### Selected extract
════════
APRA to change home loan assessment guidelines, but is it for the best?

The Australian Prudential Regulation Authority (APRA) has made a proposal to adjust current serviceability assessments banks perform when sorting through prospective home loan borrowers.

When applying for a home loan, APRA expected banks to perform assessments to gauge whether a borrower would be able to meet their repayments if interest rates were higher than they are now - this was done by using a minimum interest rate of at least 7.00%, many banks currently use a rate of 7.25%.

Under the proposal, banks would be able to set their own minimum interest rate floor in serviceability assessments.

The regulatory body first introduced the assessment in December 2014 as an attempt to encourage responsible lending standards and limit excessive borrowing during a time when interest rates were low and household debt was high.

But while those issues may still be around, APRA Chair, Wayne Byres, explained that other changes in the property market led to the proposed removal.

“Although many of those risk factors remain - high prices, low interest rates, high household debt, and subdued income growth - two more recent developments have led us to review the appropriateness of the interest rate floor,” he said.

“With interest rates at record lows, and likely to remain at historically low levels for some time, the gap between the 7% floor and actual rates paid has become quite wide in some cases - possibly unnecessarily so.”

“In addition, the introduction of differential pricing in recent years - with a substantial gap emerging between interest rates for owner-occupiers with principal-and-interest loans on the one hand, and investors with interest-only loans on the other - has meant that the merits of a single floor rate across all products have been substantially reduced.”
════════
### Records provided
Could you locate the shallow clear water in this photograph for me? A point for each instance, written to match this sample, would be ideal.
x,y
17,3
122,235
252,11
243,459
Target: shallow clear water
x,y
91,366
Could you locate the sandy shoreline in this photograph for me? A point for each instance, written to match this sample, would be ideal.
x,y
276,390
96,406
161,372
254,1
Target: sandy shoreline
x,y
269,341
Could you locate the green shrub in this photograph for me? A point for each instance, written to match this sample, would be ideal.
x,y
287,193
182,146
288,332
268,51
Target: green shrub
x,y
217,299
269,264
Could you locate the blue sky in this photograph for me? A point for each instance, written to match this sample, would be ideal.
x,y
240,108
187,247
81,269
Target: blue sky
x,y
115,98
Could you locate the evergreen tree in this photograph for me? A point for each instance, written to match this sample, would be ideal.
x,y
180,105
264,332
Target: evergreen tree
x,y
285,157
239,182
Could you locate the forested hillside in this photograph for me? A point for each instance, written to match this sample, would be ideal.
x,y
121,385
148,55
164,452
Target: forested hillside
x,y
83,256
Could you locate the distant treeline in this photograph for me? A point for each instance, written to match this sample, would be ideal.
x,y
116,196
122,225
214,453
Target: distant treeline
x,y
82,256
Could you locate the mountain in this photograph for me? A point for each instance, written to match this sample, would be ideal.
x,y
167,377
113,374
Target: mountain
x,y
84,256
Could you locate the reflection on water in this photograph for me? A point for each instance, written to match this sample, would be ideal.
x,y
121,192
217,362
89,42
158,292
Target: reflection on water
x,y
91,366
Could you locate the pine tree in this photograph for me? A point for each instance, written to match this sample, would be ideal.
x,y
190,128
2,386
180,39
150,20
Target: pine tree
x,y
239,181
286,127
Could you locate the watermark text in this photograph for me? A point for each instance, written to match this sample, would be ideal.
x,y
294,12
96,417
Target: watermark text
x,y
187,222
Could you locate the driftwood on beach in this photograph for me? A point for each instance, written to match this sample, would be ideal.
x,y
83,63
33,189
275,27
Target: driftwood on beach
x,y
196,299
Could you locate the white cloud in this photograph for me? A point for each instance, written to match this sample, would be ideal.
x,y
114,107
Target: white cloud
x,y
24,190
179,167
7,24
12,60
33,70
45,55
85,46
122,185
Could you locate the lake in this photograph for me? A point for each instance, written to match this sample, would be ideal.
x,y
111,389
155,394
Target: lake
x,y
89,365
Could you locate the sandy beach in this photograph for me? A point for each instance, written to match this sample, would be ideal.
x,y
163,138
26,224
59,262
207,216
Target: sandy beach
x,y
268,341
════════
### Required tasks
(1) According to the article on APRA's home loan guidelines, when did APRA first introduce the serviceability assessment?
(2) In the article on APRA's home loan guidelines, which risk factors does Wayne Byres say still remain? List every one.
(3) Carry on the article about APRA's home loan guidelines from its last sentence.

### Exercise responses
(1) December 2014

(2) High prices, low interest rates, high household debt, and subdued income growth.

(3)
A step in the right (or wrong) direction

Should the changes go ahead, Byres believes it would provide banks with greater flexibility when assessing potential customers as well as maintain an appropriate measure to determine a borrower's ability to meet monthly repayments.

However, Mozo’s Product Data Manager, Peter Marshall has expressed hesitancy toward APRA’s proposal.

“The serviceability assessment of 7% has always been recommended as a guide to banks when assessing home loan applications, which is probably a higher hurdle than required,” he said.

“Lowering this rate is a good idea, but I don’t think it’s an appropriate decision to put into play right now - it could be better to implement in a year once the property market subsides and stays steady.”

Marshall went on to explain his fears about borrowers biting off more than they can chew and that Aussie customers should be doing their homework thoroughly before heading to the bank.

“There’s been a lot of effort put into reigning in excessive lending and while this proposed change hasn’t yet come into effect, if it does, it may prompt buyers to borrow more and while that might be fine now you never know what the future holds,” he explained.

“Borrowers need to think seriously about what they’re getting into - you need to know whether you’re able to keep up with your repayments if rates rose or if your circumstances changed.”

If you’re a homeowner, find out if your budget could handle a rate rise by taking our home loan rate change calculator for a spin. Or if you’re ready to take the plunge and buy your first home, head on over to our home loan comparison tool.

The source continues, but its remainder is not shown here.